* _Instructions for the task_
Render the material below as a numbered list, from the line containing "the pink bract" through the last line of the material. Leave out any blank lines.

* _Records for the exercise_
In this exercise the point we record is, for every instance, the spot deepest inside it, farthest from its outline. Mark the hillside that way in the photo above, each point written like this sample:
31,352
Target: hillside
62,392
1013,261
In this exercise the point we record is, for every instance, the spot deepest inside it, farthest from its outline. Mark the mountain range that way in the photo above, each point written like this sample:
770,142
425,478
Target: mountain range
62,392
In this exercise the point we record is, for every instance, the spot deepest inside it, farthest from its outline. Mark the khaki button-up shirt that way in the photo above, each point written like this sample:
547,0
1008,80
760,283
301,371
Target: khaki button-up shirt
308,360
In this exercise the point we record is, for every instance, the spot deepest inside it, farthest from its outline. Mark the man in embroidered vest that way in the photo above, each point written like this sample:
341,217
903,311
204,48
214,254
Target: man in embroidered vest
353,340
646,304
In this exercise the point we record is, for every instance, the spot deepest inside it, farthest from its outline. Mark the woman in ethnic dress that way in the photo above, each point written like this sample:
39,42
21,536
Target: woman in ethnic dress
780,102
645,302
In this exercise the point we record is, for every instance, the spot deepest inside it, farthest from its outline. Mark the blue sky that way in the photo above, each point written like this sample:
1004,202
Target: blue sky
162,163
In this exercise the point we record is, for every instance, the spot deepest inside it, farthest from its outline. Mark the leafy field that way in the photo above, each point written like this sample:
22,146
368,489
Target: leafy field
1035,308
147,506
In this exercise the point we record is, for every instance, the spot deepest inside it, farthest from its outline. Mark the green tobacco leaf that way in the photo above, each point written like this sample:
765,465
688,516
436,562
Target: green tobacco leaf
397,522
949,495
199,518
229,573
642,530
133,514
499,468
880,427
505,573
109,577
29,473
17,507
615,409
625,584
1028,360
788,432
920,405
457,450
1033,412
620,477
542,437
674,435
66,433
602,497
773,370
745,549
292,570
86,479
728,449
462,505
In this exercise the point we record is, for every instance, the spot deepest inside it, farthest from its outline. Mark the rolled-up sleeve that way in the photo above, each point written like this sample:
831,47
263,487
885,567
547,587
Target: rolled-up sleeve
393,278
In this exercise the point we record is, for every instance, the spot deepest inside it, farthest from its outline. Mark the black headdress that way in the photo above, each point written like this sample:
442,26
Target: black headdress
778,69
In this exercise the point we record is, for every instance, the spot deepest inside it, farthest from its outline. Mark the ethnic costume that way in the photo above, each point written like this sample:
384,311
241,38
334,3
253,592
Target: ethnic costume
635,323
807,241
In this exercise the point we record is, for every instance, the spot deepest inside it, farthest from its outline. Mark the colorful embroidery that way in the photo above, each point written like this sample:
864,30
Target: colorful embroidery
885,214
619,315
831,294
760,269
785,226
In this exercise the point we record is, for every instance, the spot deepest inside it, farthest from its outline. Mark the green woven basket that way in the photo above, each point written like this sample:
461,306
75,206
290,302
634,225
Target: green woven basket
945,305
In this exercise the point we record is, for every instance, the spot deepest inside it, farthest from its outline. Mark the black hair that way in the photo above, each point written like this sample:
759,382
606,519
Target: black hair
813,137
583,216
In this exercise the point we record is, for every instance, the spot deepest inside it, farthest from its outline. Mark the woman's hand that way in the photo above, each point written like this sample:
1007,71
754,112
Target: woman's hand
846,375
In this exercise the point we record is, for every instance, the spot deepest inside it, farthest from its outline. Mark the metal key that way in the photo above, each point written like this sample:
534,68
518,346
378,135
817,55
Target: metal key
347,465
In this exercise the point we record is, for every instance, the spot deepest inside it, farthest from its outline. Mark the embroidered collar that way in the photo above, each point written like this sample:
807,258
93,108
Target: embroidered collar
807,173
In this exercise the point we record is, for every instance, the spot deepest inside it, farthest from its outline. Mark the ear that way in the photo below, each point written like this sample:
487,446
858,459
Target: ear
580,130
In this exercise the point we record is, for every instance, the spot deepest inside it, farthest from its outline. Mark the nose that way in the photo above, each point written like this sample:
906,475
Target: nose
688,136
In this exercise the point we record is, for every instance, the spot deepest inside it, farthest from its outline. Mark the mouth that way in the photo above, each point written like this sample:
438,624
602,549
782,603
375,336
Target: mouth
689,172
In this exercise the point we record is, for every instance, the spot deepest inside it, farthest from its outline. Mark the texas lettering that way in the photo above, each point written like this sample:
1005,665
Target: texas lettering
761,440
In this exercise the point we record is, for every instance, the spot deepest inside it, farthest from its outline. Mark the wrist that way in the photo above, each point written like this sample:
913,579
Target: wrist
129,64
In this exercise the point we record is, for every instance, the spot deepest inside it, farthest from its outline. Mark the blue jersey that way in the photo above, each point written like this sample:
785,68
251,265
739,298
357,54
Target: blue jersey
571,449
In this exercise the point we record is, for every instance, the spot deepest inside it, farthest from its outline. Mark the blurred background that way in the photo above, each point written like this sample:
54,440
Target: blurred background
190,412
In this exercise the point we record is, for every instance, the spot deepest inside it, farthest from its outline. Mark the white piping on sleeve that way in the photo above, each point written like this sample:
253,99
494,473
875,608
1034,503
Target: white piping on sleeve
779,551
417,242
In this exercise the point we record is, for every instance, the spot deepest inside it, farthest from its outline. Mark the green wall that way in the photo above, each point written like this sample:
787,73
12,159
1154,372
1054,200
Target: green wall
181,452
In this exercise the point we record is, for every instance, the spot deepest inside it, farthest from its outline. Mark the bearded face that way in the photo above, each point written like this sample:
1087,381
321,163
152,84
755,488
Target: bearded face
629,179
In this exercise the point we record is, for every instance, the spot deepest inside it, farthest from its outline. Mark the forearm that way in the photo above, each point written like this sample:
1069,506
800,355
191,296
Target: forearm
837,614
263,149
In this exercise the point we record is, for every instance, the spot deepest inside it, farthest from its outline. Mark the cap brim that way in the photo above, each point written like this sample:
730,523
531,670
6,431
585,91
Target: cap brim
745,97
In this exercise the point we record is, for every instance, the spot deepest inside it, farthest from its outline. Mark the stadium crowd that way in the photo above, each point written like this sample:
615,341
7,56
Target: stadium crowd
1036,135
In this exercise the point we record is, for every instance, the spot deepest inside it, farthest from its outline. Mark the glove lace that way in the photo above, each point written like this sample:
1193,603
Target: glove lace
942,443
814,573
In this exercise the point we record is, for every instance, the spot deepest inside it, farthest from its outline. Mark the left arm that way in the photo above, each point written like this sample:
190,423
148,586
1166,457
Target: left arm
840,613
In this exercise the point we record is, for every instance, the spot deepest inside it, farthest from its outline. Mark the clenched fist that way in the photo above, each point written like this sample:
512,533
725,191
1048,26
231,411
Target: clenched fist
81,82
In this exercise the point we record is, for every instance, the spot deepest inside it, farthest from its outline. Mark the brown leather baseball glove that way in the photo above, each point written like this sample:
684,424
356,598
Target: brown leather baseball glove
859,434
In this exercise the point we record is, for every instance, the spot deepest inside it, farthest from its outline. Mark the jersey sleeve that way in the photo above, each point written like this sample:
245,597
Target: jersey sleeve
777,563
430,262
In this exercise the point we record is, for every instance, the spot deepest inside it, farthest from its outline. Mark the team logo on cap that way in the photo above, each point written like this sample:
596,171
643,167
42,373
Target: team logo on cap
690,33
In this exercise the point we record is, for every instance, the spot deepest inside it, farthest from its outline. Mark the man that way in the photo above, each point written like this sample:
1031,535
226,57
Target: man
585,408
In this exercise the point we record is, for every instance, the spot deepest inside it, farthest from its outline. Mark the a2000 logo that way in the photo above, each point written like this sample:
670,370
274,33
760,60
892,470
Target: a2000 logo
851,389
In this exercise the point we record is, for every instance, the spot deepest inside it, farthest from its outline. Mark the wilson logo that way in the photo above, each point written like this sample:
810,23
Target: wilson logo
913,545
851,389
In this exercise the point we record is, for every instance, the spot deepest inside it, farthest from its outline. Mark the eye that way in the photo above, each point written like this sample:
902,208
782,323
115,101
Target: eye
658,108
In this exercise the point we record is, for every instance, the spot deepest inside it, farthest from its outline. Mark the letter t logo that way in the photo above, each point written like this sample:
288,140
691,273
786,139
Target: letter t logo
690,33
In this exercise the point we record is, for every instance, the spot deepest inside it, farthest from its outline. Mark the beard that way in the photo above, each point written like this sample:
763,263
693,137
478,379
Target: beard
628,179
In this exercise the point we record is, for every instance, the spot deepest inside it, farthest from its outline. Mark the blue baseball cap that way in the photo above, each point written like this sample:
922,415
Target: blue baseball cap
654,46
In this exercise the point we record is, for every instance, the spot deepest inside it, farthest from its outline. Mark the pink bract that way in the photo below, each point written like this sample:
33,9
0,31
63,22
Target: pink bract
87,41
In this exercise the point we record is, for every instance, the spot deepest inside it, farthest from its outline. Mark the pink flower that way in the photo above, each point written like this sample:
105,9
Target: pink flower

* _Exercise answer_
1. In this exercise the point we record is, for every instance, the spot deepest inside it, farthest from its outline. Mark the pink bract that way in the photo below, each point written like this sample:
2. 33,9
3. 0,31
4. 63,22
5. Target: pink bract
6. 87,41
7. In this exercise the point we record is, for every instance, the spot deepest inside it, farthest from its outline. Mark the pink flower that way in the photo above, each point written like this sample:
8. 105,9
9. Target: pink flower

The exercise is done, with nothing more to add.